====== Task data

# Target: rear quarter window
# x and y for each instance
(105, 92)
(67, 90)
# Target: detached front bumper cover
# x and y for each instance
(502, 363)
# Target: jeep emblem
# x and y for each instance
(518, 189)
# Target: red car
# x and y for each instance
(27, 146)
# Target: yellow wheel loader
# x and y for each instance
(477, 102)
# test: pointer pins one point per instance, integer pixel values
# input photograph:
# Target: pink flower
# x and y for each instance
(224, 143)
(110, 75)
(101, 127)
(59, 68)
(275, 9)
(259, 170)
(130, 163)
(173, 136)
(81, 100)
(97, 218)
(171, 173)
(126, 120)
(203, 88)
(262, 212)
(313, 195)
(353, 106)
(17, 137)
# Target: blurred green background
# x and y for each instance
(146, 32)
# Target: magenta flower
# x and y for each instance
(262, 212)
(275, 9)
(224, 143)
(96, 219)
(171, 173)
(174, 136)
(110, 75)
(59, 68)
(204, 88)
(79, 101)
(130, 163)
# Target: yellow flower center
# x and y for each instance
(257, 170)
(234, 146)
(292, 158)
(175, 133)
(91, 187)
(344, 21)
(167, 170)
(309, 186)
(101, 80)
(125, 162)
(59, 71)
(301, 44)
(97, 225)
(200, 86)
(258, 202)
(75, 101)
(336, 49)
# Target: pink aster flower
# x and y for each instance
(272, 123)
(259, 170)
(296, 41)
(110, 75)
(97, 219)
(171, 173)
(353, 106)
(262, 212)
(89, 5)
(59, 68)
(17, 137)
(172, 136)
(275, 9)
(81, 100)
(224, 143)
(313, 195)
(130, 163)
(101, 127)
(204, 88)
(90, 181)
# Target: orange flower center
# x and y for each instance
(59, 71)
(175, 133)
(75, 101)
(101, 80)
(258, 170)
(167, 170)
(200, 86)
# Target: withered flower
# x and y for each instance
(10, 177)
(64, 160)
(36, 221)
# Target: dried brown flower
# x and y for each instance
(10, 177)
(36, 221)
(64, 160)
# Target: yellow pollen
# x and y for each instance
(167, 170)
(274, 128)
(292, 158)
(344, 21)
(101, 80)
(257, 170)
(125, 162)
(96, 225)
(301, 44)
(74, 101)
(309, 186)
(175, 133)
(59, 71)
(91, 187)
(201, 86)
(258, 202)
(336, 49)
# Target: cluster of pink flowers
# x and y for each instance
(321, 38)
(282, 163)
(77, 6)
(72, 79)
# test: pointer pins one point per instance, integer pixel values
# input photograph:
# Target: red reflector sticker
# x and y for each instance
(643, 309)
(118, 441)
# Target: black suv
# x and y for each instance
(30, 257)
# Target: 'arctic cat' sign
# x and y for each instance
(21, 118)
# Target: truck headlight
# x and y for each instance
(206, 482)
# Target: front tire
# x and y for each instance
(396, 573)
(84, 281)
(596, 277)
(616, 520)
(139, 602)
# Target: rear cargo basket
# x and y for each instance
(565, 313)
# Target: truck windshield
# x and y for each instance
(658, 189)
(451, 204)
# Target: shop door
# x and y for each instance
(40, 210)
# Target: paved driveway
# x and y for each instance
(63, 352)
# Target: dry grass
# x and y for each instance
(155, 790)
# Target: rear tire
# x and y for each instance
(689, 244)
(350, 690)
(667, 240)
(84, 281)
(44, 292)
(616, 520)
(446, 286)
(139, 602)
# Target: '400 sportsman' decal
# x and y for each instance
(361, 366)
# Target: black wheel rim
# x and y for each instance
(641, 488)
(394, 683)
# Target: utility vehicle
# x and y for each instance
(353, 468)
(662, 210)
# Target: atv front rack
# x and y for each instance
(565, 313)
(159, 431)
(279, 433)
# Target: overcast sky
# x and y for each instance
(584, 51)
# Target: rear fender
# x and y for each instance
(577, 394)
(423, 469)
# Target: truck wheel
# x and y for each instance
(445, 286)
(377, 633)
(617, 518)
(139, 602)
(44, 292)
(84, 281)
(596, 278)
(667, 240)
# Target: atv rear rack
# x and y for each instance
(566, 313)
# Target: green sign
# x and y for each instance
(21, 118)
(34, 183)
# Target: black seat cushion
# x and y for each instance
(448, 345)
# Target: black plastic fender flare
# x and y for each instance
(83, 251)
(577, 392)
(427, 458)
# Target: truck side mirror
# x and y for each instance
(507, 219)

============

Prompt: Tally how many lines of the listing above include the string "fender", and report that figure by itself.

Response for this exercise: 2